Qué trabajar
Prosigue el fragmento sobre Agustín y la Iglesia justo después de su última oración.

Fragmento
En este punto, que de nuevo nos ha llevado al centro de la lucha de Agustín con el cisma africano, llega también a su término nuestro recorrido por esta parte de la teología agustiniana35. Si ahora preguntamos de forma sumaria por el resultado de nuestra pregunta, podemos comprobar lo que sigue. Para Agustín hay dos motivos fundamentales que son los dominantes en esta confrontación: el de la catholica y el de la caritas. La catholica es la Iglesia universal, que se revela como una mediante la comunión en el cuerpo del Señor. En ella, la pluralidad de pueblos está unida en Cristo y de esta forma es el pueblo único de Dios36. Sólo en unión con esa Iglesia alcanza el hombre la salvación. Lo genuinamente creador de salvación en la Iglesia es la caritas. Externamente está representada en el sacramento del cuerpo del Señor, pero en su realidad interna consiste en la comunión del Espíritu de Cristo. En este punto es donde se plantea el problema del «doble concepto de Iglesia». Las siguientes afirmaciones sobre la Iglesia están enmarcadas dentro de esta estructura fundamental. El pueblo de Dios es la comunidad, que representa la unidad de los que se ofrecen junto con Cristo; casa de Dios se refiere al ser uno interiormente en el Espíritu de Cristo, que ciertamente no se da sin ser uno en el cuerpo de Cristo. Con todo esto podemos reconocer ya una cierta línea que une las diferentes representaciones, aunque necesite todavía de una clarificación ulterior.

Notas

§ 15
El pueblo de Dios

1 Para todo lo referente a las cuestiones filológicas pertinentes, se debe consultar detalladamente J. Eger, Salus gentium. En la nota 69, p. 293, indica que en muchos casos el plural tiene la significación del singular, y subraya especialmente el paralelismo con el griego en λαός-λαοί. Aunque yo quiero poner en duda que populi se corresponda sin más con λαοί. Lo correcto es la observación de que el populus está formado a partir de los populi. Eger descuida, no obstante, el re - coger populi como término para designar la comunidad. En mi opinión, es así como se esclarecen expresiones del tipo nationes populorum: las diversas estirpes de pueblos de la comunidad eucarística. En contraposición, populus (plebs) gentium: el pueblo de Dios a partir de los paganos. En paralelo con la expresión nationes populorum está populi (populus) nationum. He aquí las pruebas que encontramos en los textos de Agustín: Ps co part Don col. 26 (plebs-episcopi), col. 27 (populi-episcopi); Co ep Parm I 3,4 cols. 36 s.; II 4,8 y 9 cols. 55 s.; II 8,17 col. 61; 13,28 col. 71 (in populo. También se emplea el singular, aunque es menos frecuente. En un pasaje paralelo, De bapt I 1,2 col. 109, se dice: inter laicos); III 6,29 col. 106; De bapt IV 8,11 col. 161; V 5,5 col. 180; Co litt Pet II 14,31 col. 267 (aquí populi está en una cita de Petiliano); 61,138 col. 305; 83,184 col. 316; 108,246 col. 345; III 3,4 col. 349; Brev coll cum Don I 5 col. 615; De gest c Em 5 col. 700; 7 col. 702; Ps-Aug., De unit eccl 5,9 col. 397; 6,14 col. 400. Populi en sentido profano, en De bapt V 9,11 col. 182. Para el conjunto, cf. mis «Notas terminológicas preliminares» del cap. 9.

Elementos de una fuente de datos
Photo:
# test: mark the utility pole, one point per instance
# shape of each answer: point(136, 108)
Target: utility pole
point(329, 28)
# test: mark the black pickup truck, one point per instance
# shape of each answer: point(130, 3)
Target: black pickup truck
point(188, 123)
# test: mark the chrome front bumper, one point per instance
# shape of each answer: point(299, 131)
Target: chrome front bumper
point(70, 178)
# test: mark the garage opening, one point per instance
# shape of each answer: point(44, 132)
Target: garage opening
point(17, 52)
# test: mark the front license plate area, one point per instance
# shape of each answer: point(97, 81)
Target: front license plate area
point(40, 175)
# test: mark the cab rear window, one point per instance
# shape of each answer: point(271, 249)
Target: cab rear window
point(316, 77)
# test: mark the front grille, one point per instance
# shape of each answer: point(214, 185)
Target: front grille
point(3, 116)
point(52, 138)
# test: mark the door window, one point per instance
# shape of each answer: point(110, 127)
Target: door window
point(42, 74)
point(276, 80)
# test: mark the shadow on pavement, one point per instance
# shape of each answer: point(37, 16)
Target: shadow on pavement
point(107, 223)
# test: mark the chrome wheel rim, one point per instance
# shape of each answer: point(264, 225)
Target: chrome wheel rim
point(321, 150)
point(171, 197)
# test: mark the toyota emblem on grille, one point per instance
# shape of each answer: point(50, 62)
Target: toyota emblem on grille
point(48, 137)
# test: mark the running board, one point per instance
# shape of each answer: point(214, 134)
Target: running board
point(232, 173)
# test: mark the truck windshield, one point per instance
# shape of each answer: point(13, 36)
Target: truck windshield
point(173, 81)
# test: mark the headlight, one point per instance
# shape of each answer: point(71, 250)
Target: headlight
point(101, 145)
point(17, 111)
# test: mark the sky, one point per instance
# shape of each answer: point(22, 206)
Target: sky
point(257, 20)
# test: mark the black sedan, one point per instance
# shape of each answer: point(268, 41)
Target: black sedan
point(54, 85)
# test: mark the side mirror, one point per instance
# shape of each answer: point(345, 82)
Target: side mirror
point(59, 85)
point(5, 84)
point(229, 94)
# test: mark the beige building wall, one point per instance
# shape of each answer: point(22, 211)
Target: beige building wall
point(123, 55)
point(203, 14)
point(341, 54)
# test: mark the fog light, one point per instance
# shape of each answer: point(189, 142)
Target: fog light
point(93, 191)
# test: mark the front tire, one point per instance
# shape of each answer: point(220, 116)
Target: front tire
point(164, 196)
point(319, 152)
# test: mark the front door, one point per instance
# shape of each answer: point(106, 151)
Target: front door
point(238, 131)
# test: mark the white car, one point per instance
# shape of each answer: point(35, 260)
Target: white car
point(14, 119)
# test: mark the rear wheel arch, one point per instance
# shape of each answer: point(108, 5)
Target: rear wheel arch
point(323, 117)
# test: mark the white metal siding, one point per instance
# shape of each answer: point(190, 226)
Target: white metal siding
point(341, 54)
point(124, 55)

Respuesta
2 Serm. Guelf XVIII, 2 Morin 500.

3 De bapt II 13,18 col. 138. Esta forma de hablar es en sí misma ya antigua. Agustín, por ejemplo, cita una sentencia del obispo Félix de Amacura en el concilio provincial africano, dirigido por Cipriano, relativa a la validez del bautismo de los herejes, en la que designa como duo populi a católicos y heréticos: De bapt IV 40,77 col. 221. En el núm. 78, Agustín aclara esta expresión diciendo: duobus populis, i.e. suo et extraneo; la diferencia está en que al referirse al verdadero populus, Agustín empieza a vincularlo con la mirada a la Iglesia universal, más allá de la iglesia local.

4 Ya he expuesto detalladamente la concepción fundamental de la unidad y de la división eclesial en Optatus. A este respecto, la situación en tiempos de Agustín sigue todavía, claramente, sin cambiar. Cf. Ps c part Don col. 25: Sic fecerunt scissuram et altare contra altare. Por traer todavía un testimonio de parte donatista, de la equivalencia entre pertenencia a la Iglesia y pertenencia a la eucaristía: Co Gaud I 37, 48 col. 736; ... in ipso concilio statuistis, ut «qui nobis inviti communicaverunt» ... Podemos encontrar fácilmente otras citas semejantes.

5 Serm Guelf I, 8 Morin 447.

6 Quisiera expresarme con cuidado, porque es cierto que la misma expresión unus populus no aparece en este contexto, sino que sólo puede ser deducida a partir de la forma de hablar de duo populi, católicos y donatistas. En todo caso, en determinados casos podemos emplear el significado de populus que ahora se está desarrollando para aplicarlo a las expresiones populus christianorum, populus christianus, etc. Cf., por ejemplo, De bapt IV 21,28 col. 173: Cornelio empezó a estar «in plebe christiana»; cf. De civ Dei XVI 41 PL 41/519: propter populum christianum, in quo Dei civitas peregrinatur in terris; XVI 35 col. 513 ... maiorem populum Iudaeorum minori populo christiano serviturum; la expresión Graeci populi christiani en XVIII 43 col. 603 se comprende ya, después de lo dicho, sin necesidad de más explicación. Cierto que la verdadera división agustiniana no es la que hemos presentado, sino la que separa entre populus Dei y diaboli. Cf. infra. Esta división se corresponde con la separación concreta en la medida en que se corresponden Iglesia católica e Iglesia santa.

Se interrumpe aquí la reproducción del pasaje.